━━━ 抜粋本文

遺言書を作成して相続手続きをスムーズに進め、家族間の相続トラブルを防ぎたいと考えている方も多いでしょう。
しかし、遺言書を作成する際に見落としがちな「遺留分」という法律上の権利を理解していないと、思わぬトラブルが発生する可能性があります。
本記事では、遺留分の基本的な知識から、トラブルを防ぐための具体的な対策までを詳しく解説します。
これを読めば、遺言書作成に向けた一歩を踏み出し、家族の絆を守るための準備が整います。
遺留分についての理解を深め、安心できる遺言書を作成して相続の準備を進めていきましょう。
遺言書作成の際に気をつけるべき「遺留分」とは?
遺言書を作成する際に重要なのが、「遺留分」という概念です。
遺留分とは、民法によって定められた法定相続人に対する最低限の取り分のことです。
たとえ遺言書で「全財産を特定の人物に渡す」と記載されていても、法定相続人には一定の財産に対する権利が保障されています。これにより、相続人間の著しい不平等が防がれる仕組みとなっています。
遺留分は、主に配偶者・子ども・父母といった法定相続人に認められています。なお、兄弟姉妹には遺留分はありません。
具体的には、配偶者と子どもがいる場合、それぞれの法定相続分の半分が遺留分として請求する権利が与えられています。
この権利は、遺言書の内容にかかわらず他の相続人に対して請求できるため、遺留分を考慮せずに遺言書を作成すると、後に相続トラブルが発生するリスクがあります。
遺留分を無視した場合のリスクとは?
遺留分を無視した遺言書の作成は、相続人間のトラブルの原因となります。
たとえば、「全財産を長男に渡したい」と遺言しても、他の相続人には遺留分を主張する権利があります。その結果、遺留分を巡る訴訟に発展するケースも少なくありません。実際に、裁判で争いが続き、家族関係が破綻する事例もあります。
このようなトラブルを避けるためには、遺留分の存在を理解し、それを考慮に入れた遺言書作成が不可欠です。遺留分を巡る問題は、予期せぬ法的コストや時間の浪費を招くだけでなく、家族の絆にも大きな影響を及ぼす可能性があります。
遺留分を考慮した遺言書の作成方法とは?
遺言書作成時に遺留分を考慮する方法として、まず遺留分を侵害しない範囲で財産を分けることが基本となります。たとえば、推定相続人が妻、長男、長女の場合、それぞれの法定相続分、遺留分は以下の通りとなります。
法定相続分 | 遺留分 | |
妻 | 2分の1 | 4分の1 |
長男 | 4分の1 | 8分の1 |
長女 | 4分の1 | 8分の1 |
このケースで長男に多く財産を残したいと考えている場合、遺留分を侵害しないよう配慮して以下の割合で相続させることで遺留分請求によるトラブルを避けることが出来ます。

━━━━━━
━━━ エントリ一覧

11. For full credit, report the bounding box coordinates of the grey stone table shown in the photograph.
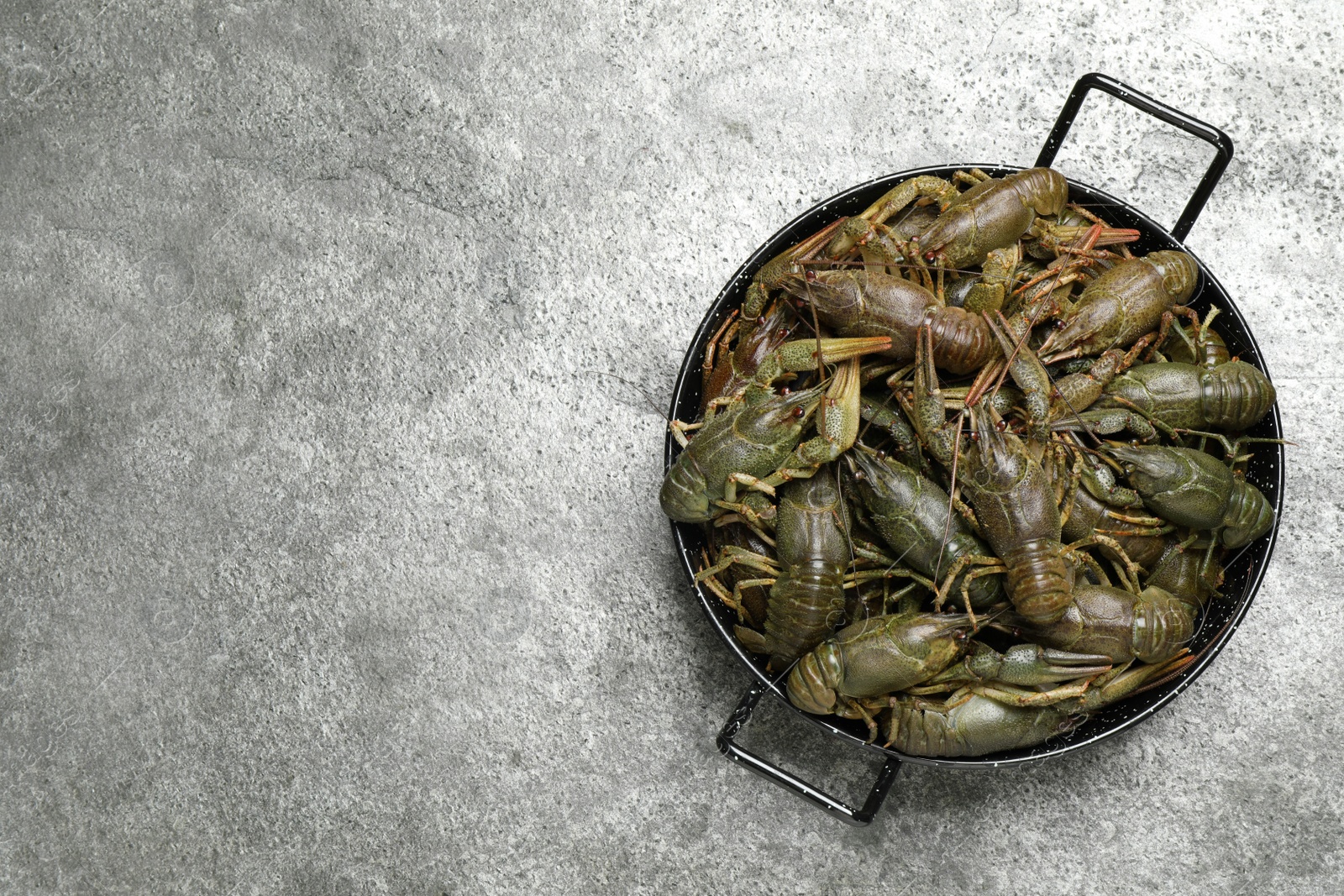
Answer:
[0,0,1344,894]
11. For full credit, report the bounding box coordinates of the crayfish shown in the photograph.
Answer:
[660,168,1275,757]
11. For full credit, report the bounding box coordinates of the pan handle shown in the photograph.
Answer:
[717,681,900,827]
[1037,71,1232,242]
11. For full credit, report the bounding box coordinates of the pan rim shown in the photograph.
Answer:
[664,164,1285,768]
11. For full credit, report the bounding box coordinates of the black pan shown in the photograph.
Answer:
[664,74,1284,825]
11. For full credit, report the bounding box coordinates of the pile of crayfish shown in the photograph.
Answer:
[660,168,1274,757]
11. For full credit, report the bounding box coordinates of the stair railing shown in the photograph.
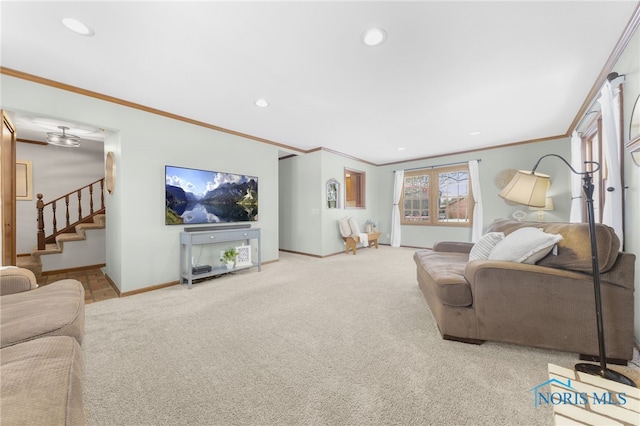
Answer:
[36,178,105,250]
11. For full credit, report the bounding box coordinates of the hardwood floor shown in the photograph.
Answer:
[38,268,118,304]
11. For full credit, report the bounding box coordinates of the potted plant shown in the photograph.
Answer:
[220,247,238,269]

━━━━━━

(課題) 遺留分の解説文から、「遺言書作成の際に気をつけるべき「遺留分」とは?」から「係が破綻する事例もあります。」まで（両端を含む）を一字一句変えずに再現してください。

(回答)
遺言書作成の際に気をつけるべき「遺留分」とは?
遺言書を作成する際に重要なのが、「遺留分」という概念です。
遺留分とは、民法によって定められた法定相続人に対する最低限の取り分のことです。
たとえ遺言書で「全財産を特定の人物に渡す」と記載されていても、法定相続人には一定の財産に対する権利が保障されています。これにより、相続人間の著しい不平等が防がれる仕組みとなっています。
遺留分は、主に配偶者・子ども・父母といった法定相続人に認められています。なお、兄弟姉妹には遺留分はありません。
具体的には、配偶者と子どもがいる場合、それぞれの法定相続分の半分が遺留分として請求する権利が与えられています。
この権利は、遺言書の内容にかかわらず他の相続人に対して請求できるため、遺留分を考慮せずに遺言書を作成すると、後に相続トラブルが発生するリスクがあります。
遺留分を無視した場合のリスクとは?
遺留分を無視した遺言書の作成は、相続人間のトラブルの原因となります。
たとえば、「全財産を長男に渡したい」と遺言しても、他の相続人には遺留分を主張する権利があります。その結果、遺留分を巡る訴訟に発展するケースも少なくありません。実際に、裁判で争いが続き、家族関係が破綻する事例もあります。